— PAGE TEXT —

____

Wednesday, October 16, 2019

Review of "Slave Play"

Jeremy Harris’ provocative, sometimes funny, and challenging work, Slave Play, uses the sexual difficulties of mixed race couples to explore Black identity and empowerment.  The playwright roots his examination through the lens of slavery and its historic subjugation of African-Americans.

The play pulls no punches in its first extended scene (the show runs 2+ hours with no intermission).  A section of the mirrored set, which reflects a large, white plantation manor, opens to reveal a Black female slave (Joaquina Kalukango) and her White overseer (Paul Alexander Nolan).  Their interaction, tentative at first, grows more pained and, finally, sexually charged.  As they vanish behind the highly-polished set another doorway opens and a four-poster bed is pushed on stage.  This vignette reveals the mistress of the plantation (Annie McNamara) and her educated, properly uniformed Black manservant (Sullivan Jones).  Soon, their interaction devolves into a compromising position that includes a large black dildo.  The final set involves a Black supervisor (Ato Blankson-Wood) and the indentured servant (James Cusati-Moyer) he looms over.  They taunt each other until clothes are finally torn asunder and their carnal passions overtake them.

Just when you begin to scratch your head in clueless wonderment the second scene is introduced.

[Note: The following paragraph is a spoiler alert.  You can skip to the 3rd paragraph down.]

What is now presented to the audience are three couples, one African-American, the other White, lounging on folding chairs in, what we learn, is a room set up to process the role playing we have just witnessed.  Two therapists, one Black, Tea (Chalia La Tour), the other Latino, Patricia (Irene Sofia Lucio), have developed, what they call, “Antebellum Sexual Performance Therapy” as a way for mixed couples to deal with their sexual dysfunction using the brutality of slavery as a release mechanism.  The two Yale University doctoral candidates (which they mention numerous times) excitedly explain how the processing of their role playing experience will help each partner move closer together as they confront and delve into their feelings from the simulation.

____

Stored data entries
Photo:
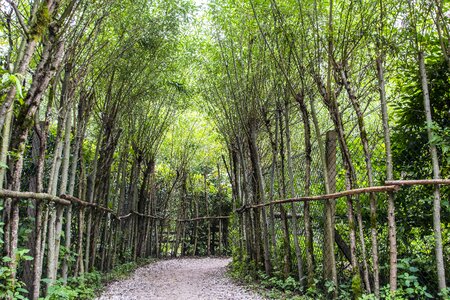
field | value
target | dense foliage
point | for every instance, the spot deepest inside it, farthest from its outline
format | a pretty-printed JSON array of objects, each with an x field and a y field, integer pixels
[{"x": 177, "y": 122}]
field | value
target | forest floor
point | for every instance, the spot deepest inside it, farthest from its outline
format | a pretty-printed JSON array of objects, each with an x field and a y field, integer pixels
[{"x": 187, "y": 278}]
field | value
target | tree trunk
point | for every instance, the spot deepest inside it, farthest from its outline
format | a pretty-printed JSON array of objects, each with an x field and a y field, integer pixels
[
  {"x": 435, "y": 161},
  {"x": 392, "y": 231}
]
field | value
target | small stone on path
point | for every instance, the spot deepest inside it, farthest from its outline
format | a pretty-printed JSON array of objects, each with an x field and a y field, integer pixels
[{"x": 183, "y": 279}]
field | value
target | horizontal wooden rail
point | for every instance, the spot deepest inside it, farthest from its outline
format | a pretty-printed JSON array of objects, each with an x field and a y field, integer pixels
[
  {"x": 31, "y": 195},
  {"x": 204, "y": 218},
  {"x": 372, "y": 189},
  {"x": 84, "y": 203},
  {"x": 418, "y": 182}
]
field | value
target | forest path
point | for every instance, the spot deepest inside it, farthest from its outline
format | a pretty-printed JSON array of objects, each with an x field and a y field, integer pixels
[{"x": 187, "y": 278}]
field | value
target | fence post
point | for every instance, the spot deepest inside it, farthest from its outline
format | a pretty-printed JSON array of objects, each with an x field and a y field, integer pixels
[{"x": 330, "y": 210}]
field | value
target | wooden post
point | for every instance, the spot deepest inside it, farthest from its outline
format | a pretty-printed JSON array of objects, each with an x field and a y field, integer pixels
[{"x": 329, "y": 262}]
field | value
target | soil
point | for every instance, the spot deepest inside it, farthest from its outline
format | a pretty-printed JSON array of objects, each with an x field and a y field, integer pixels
[{"x": 187, "y": 278}]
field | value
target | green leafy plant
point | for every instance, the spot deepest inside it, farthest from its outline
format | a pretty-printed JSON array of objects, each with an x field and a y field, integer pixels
[{"x": 13, "y": 289}]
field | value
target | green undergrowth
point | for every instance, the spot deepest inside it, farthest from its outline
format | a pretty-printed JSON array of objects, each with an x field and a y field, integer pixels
[
  {"x": 90, "y": 285},
  {"x": 278, "y": 287}
]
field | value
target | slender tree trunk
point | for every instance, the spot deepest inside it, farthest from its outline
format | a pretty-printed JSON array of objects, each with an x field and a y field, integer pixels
[
  {"x": 435, "y": 161},
  {"x": 392, "y": 231},
  {"x": 373, "y": 200},
  {"x": 295, "y": 227},
  {"x": 308, "y": 223}
]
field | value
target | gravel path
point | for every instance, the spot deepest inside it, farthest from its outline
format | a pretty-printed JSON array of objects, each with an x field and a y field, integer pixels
[{"x": 189, "y": 278}]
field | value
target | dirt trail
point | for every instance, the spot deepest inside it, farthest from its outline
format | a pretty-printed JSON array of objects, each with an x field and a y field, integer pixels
[{"x": 190, "y": 278}]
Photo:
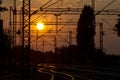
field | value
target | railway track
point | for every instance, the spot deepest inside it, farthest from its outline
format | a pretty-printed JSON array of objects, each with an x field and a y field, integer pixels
[{"x": 56, "y": 73}]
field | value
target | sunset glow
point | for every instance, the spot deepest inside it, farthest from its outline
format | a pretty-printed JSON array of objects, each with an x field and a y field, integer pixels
[{"x": 40, "y": 26}]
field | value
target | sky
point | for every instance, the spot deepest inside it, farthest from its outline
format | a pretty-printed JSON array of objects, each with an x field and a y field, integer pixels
[{"x": 111, "y": 40}]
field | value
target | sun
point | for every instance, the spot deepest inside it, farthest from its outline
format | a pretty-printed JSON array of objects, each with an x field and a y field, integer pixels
[{"x": 40, "y": 26}]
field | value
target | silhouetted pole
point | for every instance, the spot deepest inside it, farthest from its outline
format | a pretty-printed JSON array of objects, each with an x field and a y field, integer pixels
[
  {"x": 101, "y": 36},
  {"x": 55, "y": 37}
]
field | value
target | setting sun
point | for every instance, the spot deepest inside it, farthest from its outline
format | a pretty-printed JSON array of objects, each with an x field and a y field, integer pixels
[{"x": 40, "y": 26}]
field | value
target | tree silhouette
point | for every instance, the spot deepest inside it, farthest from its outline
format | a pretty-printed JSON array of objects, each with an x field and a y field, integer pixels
[{"x": 86, "y": 31}]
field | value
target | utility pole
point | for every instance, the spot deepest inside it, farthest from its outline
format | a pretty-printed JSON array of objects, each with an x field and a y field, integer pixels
[
  {"x": 26, "y": 38},
  {"x": 101, "y": 36},
  {"x": 55, "y": 37},
  {"x": 93, "y": 4},
  {"x": 70, "y": 38}
]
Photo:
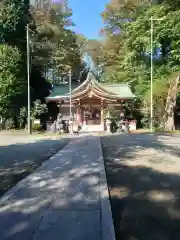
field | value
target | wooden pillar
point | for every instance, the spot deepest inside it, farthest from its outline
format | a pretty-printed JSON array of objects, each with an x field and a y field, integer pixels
[{"x": 102, "y": 115}]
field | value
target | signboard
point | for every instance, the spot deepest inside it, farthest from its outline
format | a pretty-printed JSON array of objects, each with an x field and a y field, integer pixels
[{"x": 37, "y": 121}]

____

— WHAT YOU NEED TO DO —
(A) From the Slave Play review, extract the passage that begins with the words "What is now" and ends with "from the simulation.".
(B) Continue the Slave Play review from the point where it stops.
This data has nothing to do with the Slave Play review.

— ANSWERS FOR EACH ITEM —
(A)
What is now presented to the audience are three couples, one African-American, the other White, lounging on folding chairs in, what we learn, is a room set up to process the role playing we have just witnessed.  Two therapists, one Black, Tea (Chalia La Tour), the other Latino, Patricia (Irene Sofia Lucio), have developed, what they call, “Antebellum Sexual Performance Therapy” as a way for mixed couples to deal with their sexual dysfunction using the brutality of slavery as a release mechanism.  The two Yale University doctoral candidates (which they mention numerous times) excitedly explain how the processing of their role playing experience will help each partner move closer together as they confront and delve into their feelings from the simulation.

(B)
What transpires are high charged monologues, recriminations, and soulful introspections by the participants - Kaneisha (Joaquina Kalukango) and her husband Jim (Paul Alexander Nolan), Alana (Annie McNamara) and her spouse Phillip (Sullivan Jones), and Gary (Ato Blankson-Wood) and Dustin (James Cusati-Moyer).  The third, and final, scene takes place back home in the apartment of Kaneisha and Jim.  What begins as a potential reconciliation between the two quickly devolves into a delusional and abhorrent action by Jim, which leaves their marriage in total disrepair.

Harris is focusing on significant issues in Slave Play, while also taking time to poke fun at social scientists, by dreaming up an outlandish therapy regimen and masking their efforts in psychobabble and questionable results.  He questions what is the Black identity within a mixed relationship and, in order to provide harmony, is it necessary for African-Americans to subvert their identity as they did during slavery?  And how must their White partners reassess their role and actions?  The play, though, is too heavily layered and dense with messy and jumbled connections and overwrought statements.  Director Robert O’Hara provides strong, measured guidance of the material, but the production could have benefitted from the perspective of less is more.

The cast is fully committed to their roles, which brings on uncomforting reality to the production.  Each portrayal has its own strengths and merits.  Sullivan Jones brings a nonchalant air to the role of Phillip who, after detached bantering with his spouse and others, shockingly realizes his lack of racial identity and connection to his wife.  Annie McNamara gives a nuanced performance as Alana, Phillip’s married partner.  Her nervous tics and eagerness to please tell volumes about their fragile relationship.  Ato Blankson-Wood’s portrayal of Gary is, initially, more passive then the other characters, but when he finally confronts his partner and his idiosyncratic kvetching, the actor demonstrates a fierce acrimony that finally explodes over his White soulmate’s irrational fixation.  The actor James Cusati-Moyer, who portrays Gary’s self-centered, somewhat obnoxious partner, Dustin, is superb.  He is oblivious and shallow as he baits his partner, questioning who is more Black?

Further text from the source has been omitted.